____ 页面正文
用这个方法获取 cost，作为 UCS minheap 的依据；而 $A^*S$ 多加了一个 heuristic value 即可；你说巧不巧，aStarSearch 的参数就有这么一个函数，Q1 - Q4 通过。

Q5 (3 pts): Finding All the Corners (Lecture 3)¶

完成这题使用了 bfs，所以需要先运行 $ python pacman.py -l tinyCorners -p SearchAgent -a fn=bfs 确保通过。

explore¶

这关实现一个 CornersProblem 类；首先我们看 class CornersProblem(search.SearchProblem): 其继承了我们之前 search.py 中的 SearchProblem 定好的模板，所以我们应当参考 Q1-Q4 所期望的功能来实现它；又在该文件中搜 search.SearchProblem ，找到了 class PositionSearchProblem(search.SearchProblem): 这个兄弟，还是实现好的；那么我们继续照猫画虎：

Corners Problem

def getStartState(self):
    return self.startingPosition
    util.raiseNotDefined()

def isGoalState(self, state: Any):
    # 暂时不会，让其始终返回False
    util.raiseNotDefined()

def getSuccessors(self, state: Any):
    successors = []
    for action in [
        Directions.NORTH,
        Directions.SOUTH,
        Directions.EAST,
        Directions.WEST,
    ]:
        x, y = state
        dx, dy = Actions.directionToVector(action)
        nextx, nexty = int(x + dx), int(y + dy)
        if not self.walls[nextx][nexty]:
            nextState = (nextx, nexty)
            # cost = self.costFn(nextState)
            cost = 1
            successors.append((nextState, action, cost))
    self._expanded += 1  # DO NOT CHANGE
    return successors

我们让 IsGoalState 始终返回 False，那么 pacman 始终没有一条路径可以走，必然静止不动；运行 $ python pacman.py -l tinyCorners -p SearchAgent -a fn=bfs,prob=CornersProblem 看看。

那么我们该怎么写 IsGoalState 呢？
________
____ 原始数据
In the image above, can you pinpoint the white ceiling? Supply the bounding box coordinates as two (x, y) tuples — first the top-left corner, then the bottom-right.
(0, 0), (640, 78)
________
设定题目
这篇讲 Pacman 中 CornersProblem 的页面正文在最后一句之后没有写完，你能从那里接着往下续写吗？ 这些数据行与页面正文毫无关联。

书面作答
right¶

下面内容参考 szzxljr 的代码，其实也体现在后面的 FoodSearchProblem 中。

我们假想我们上述的 node 不仅带着位置信息和动作，还带着一个 corners；每经过一个对应的 corner，我们就丢掉这个 corner；当我们丢完时，就达到目标了；但是直接 (state, actions, corners) 是不行的¹。所以我们将其和原 state 作为新元组，即 state <= (state, corners):

right Corners Problem

def getStartState(self):
    return (self.startingPosition, self.corners)
    util.raiseNotDefined()

def isGoalState(self, state: Any):
    return len(state[1]) == 0
    util.raiseNotDefined()

def getSuccessors(self, state: Any):
    successors = []
    for action in [
        Directions.NORTH,
        Directions.SOUTH,
        Directions.EAST,
        Directions.WEST,
    ]:
        x, y = state[0]
        corners = state[1]
        dx, dy = Actions.directionToVector(action)
        nextx, nexty = int(x + dx), int(y + dy)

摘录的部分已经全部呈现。